#### How to complete this task
Each record must be repeated exactly. None may be dropped.
##### Source material
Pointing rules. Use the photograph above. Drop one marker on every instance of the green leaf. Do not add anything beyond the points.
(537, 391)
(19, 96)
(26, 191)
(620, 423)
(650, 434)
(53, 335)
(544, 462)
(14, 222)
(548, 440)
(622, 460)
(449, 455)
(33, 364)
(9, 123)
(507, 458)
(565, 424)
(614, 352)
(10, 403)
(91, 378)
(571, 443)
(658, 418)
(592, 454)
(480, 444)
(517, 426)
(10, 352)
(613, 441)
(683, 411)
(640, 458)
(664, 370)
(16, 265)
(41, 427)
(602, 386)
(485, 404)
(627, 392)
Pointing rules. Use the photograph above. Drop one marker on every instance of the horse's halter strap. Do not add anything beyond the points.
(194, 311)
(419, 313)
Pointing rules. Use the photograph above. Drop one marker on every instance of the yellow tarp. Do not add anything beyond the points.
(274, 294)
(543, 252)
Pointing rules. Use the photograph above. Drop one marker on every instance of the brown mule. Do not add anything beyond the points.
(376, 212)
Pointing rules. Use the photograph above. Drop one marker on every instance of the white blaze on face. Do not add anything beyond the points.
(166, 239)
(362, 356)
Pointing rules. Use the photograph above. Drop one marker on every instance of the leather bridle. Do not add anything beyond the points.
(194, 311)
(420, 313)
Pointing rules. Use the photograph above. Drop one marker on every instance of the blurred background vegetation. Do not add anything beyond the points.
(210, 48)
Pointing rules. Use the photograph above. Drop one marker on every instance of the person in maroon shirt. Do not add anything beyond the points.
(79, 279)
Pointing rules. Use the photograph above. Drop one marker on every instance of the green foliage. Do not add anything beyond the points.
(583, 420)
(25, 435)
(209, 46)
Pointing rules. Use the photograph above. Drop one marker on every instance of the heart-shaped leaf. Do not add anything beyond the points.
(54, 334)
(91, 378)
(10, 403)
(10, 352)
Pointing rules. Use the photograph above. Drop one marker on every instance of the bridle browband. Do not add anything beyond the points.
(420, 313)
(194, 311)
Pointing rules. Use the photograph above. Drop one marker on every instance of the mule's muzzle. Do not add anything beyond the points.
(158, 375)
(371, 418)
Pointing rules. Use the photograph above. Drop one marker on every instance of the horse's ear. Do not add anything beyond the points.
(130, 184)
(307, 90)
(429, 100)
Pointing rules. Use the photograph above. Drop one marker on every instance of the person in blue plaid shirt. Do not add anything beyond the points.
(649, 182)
##########
#### Reply to the task
Pointing rules. Use the photograph above. Drop one marker on every instance of the green leaf. Do not add anything beyond the points.
(537, 391)
(19, 96)
(26, 191)
(620, 423)
(650, 434)
(53, 335)
(544, 462)
(14, 222)
(548, 440)
(622, 460)
(449, 455)
(33, 364)
(9, 123)
(507, 458)
(565, 424)
(614, 352)
(10, 403)
(91, 378)
(571, 443)
(658, 418)
(592, 454)
(480, 444)
(517, 426)
(10, 352)
(613, 441)
(683, 411)
(640, 458)
(664, 370)
(16, 265)
(41, 427)
(602, 386)
(485, 404)
(627, 392)
Pointing rules. Use the photograph above. Drop one marker on every instance of the horse's halter strap. Do not add anything beyond the points.
(194, 311)
(419, 313)
Pointing rules. Use the photograph above. Drop one marker on every instance of the yellow tarp. Do not add anything beyond the points.
(274, 294)
(543, 252)
Pointing rules. Use the photograph above. Drop one marker on every instance of the brown mule. Do not add anything beyond the points.
(376, 212)
Pointing rules. Use the photograph above. Drop one marker on every instance of the white blaze on face. Do not add anything beyond the points.
(166, 239)
(362, 356)
Pointing rules. Use the photograph above. Drop one marker on every instance of the leather bridle. Do not add anything beyond the points.
(194, 311)
(420, 313)
Pointing rules. Use the photograph above. Drop one marker on every instance of the blurred background vegetation. Do not add anything beyond the points.
(210, 48)
Pointing rules. Use the photograph above. Drop one marker on every instance of the person in maroon shirt. Do not add anything beyond the points.
(79, 279)
Pointing rules. Use the photograph above. Drop one marker on every instance of the green foliage. Do not add anything beyond the points.
(583, 420)
(25, 435)
(209, 46)
Pointing rules. Use the photograph above. Drop one marker on every instance of the heart-shaped leaf. Do not add anything beyond the points.
(54, 334)
(91, 378)
(10, 403)
(10, 352)
Pointing rules. Use the photograph above. Drop one marker on every instance of the bridle browband. Do not add anything beyond the points.
(420, 313)
(194, 311)
Pointing rules. Use the photograph above. Drop one marker on every instance of the mule's muzzle. Do not add anything beyond the points.
(158, 375)
(371, 418)
Pointing rules. Use the photograph above. Drop one marker on every instance of the horse's ear. Do not add anything beyond the points.
(130, 184)
(307, 90)
(429, 100)
Pointing rules. Use the photograph above. Drop one marker on every instance of the person in blue plaid shirt. Do not add anything beyond the points.
(649, 182)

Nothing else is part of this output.